**Your goal**
Reproduce word for word the portion of the passage below on the Kentucky and Louisiana workers' compensation rulings that runs from "In the Kentucky" up to and including "her prescriptions filled.".
(Beginning of Text shown)
In the Kentucky case, Rita Merrick worked for Family Allergy and Asthma Associates, and suffered a back injury. Ms. Merrick went on to have lumber spine surgery. She received a medical card from Kentucky Employers Safety Association (KESA) that allowed her to purchase prescription drugs at specific local pharmacies at contracted prices. KESA informed Ms. Merrick that the pharmacy program was administered by Joseph Medical, and that KESA would only pay prescription bills submitted through the Joseph Medical program. But Ms. Merrick decided to get her prescriptions through IWP, stating that she had experienced hassles and delays with Joseph Medical. As a result, KESA sought a court order requiring Ms. Merrick to use Joseph Medical to get her prescriptions filled.
At the same time as Ms. Merrick’s case was ongoing, four other cases, involving similar facts, were ongoing. Each one involved an injured worker who was unhappy with KESA’s choice of pharmacy provider, Joseph Medical, and sought to use other pharmacies, including IWP. These five cases were later consolidated, and the Supreme Court ruling encompasses all five cases.
The Supreme Court of Kentucky ruled that KRS 342.020 does not prohibit injured workers from choosing where they get their prescriptions filled, as the statute says injured workers get to choose their own “medical providers”. The court specifically said that “medical providers” included pharmacies. The court did this by looking at the KRS 342.0011 section on definitions. In the definitions of “medical services” it lists “medical, surgical, dental, hospital, nursing and medical rehabilitation services, medicines, and fittings for artificial and prosthetic devices.” The court reasoned that since medicines are medical services, a pharmacist is a medical provider.
The Supreme Court of Louisiana came to a different conclusion because that decision hinged on a difference in wording between the Kentucky and Louisiana statutes. The Louisiana law states that injured workers get to pick a “physician”, and not a “provider”. The Louisiana Supreme Court reasoned that “physician is very specific”, and did not extend this definition to choice of pharmacy. The Supreme Court of Louisiana said that if the Louisiana Legislature had intended to allow an injured worker choice of pharmacy, they could have put that in the statute.
(End of Text shown)
(Beginning of Extracted records)
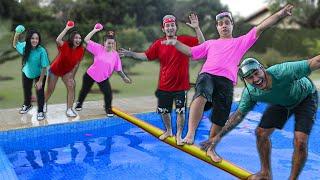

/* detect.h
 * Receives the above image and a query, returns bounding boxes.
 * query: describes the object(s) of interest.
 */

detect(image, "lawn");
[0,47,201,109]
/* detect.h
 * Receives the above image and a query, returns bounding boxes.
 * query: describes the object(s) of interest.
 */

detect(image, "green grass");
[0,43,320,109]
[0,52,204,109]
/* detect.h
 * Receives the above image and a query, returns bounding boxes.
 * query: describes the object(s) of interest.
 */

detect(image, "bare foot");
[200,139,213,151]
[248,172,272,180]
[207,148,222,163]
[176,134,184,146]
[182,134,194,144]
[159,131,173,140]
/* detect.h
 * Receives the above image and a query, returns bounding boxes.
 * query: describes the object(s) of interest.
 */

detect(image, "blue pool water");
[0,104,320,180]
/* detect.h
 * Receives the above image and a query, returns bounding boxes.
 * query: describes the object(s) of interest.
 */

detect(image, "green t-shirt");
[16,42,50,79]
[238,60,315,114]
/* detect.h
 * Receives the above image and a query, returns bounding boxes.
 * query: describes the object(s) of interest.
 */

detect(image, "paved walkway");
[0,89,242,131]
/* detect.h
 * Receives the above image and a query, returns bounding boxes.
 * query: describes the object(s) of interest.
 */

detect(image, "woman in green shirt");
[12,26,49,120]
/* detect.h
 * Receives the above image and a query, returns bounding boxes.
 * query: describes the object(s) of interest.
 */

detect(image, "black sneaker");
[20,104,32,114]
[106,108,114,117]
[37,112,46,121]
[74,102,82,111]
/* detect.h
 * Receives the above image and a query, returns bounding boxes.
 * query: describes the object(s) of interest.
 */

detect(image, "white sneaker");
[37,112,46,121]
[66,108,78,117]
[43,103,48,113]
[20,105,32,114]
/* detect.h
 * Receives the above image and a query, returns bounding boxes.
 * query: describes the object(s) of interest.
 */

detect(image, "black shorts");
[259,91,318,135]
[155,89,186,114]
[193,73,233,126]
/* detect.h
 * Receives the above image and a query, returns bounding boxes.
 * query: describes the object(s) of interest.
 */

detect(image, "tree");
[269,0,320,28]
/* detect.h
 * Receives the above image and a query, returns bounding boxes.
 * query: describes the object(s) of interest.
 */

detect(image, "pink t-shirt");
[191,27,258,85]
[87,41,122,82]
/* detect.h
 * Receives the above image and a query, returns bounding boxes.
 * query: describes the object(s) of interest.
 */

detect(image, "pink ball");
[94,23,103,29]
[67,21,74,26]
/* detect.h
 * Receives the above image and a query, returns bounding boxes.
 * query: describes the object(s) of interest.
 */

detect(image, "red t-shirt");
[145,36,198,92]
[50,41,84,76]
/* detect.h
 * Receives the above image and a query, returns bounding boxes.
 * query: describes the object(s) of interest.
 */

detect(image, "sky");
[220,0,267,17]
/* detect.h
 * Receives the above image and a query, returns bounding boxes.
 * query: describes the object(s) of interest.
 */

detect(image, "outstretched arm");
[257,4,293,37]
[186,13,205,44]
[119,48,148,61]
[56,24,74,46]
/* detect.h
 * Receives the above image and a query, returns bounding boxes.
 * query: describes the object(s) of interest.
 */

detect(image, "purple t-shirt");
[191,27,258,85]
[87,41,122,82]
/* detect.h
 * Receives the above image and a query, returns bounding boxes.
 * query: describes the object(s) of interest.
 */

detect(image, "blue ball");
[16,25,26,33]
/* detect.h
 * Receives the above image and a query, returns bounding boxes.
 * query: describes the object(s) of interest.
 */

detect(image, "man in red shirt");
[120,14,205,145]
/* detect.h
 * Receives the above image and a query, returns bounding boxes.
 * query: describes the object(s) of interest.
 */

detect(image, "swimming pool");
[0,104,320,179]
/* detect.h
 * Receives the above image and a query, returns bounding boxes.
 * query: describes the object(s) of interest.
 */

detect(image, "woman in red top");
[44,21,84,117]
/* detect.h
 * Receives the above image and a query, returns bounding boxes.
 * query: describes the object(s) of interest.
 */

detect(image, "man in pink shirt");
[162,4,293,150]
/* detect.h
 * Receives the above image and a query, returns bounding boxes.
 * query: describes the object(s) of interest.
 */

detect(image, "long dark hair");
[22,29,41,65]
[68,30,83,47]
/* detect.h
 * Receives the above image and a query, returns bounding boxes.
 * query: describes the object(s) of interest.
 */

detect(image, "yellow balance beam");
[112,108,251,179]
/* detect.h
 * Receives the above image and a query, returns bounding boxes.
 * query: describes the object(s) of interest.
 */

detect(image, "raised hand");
(End of Extracted records)
**Exercise answer**
In the Kentucky case, Rita Merrick worked for Family Allergy and Asthma Associates, and suffered a back injury. Ms. Merrick went on to have lumber spine surgery. She received a medical card from Kentucky Employers Safety Association (KESA) that allowed her to purchase prescription drugs at specific local pharmacies at contracted prices. KESA informed Ms. Merrick that the pharmacy program was administered by Joseph Medical, and that KESA would only pay prescription bills submitted through the Joseph Medical program. But Ms. Merrick decided to get her prescriptions through IWP, stating that she had experienced hassles and delays with Joseph Medical. As a result, KESA sought a court order requiring Ms. Merrick to use Joseph Medical to get her prescriptions filled.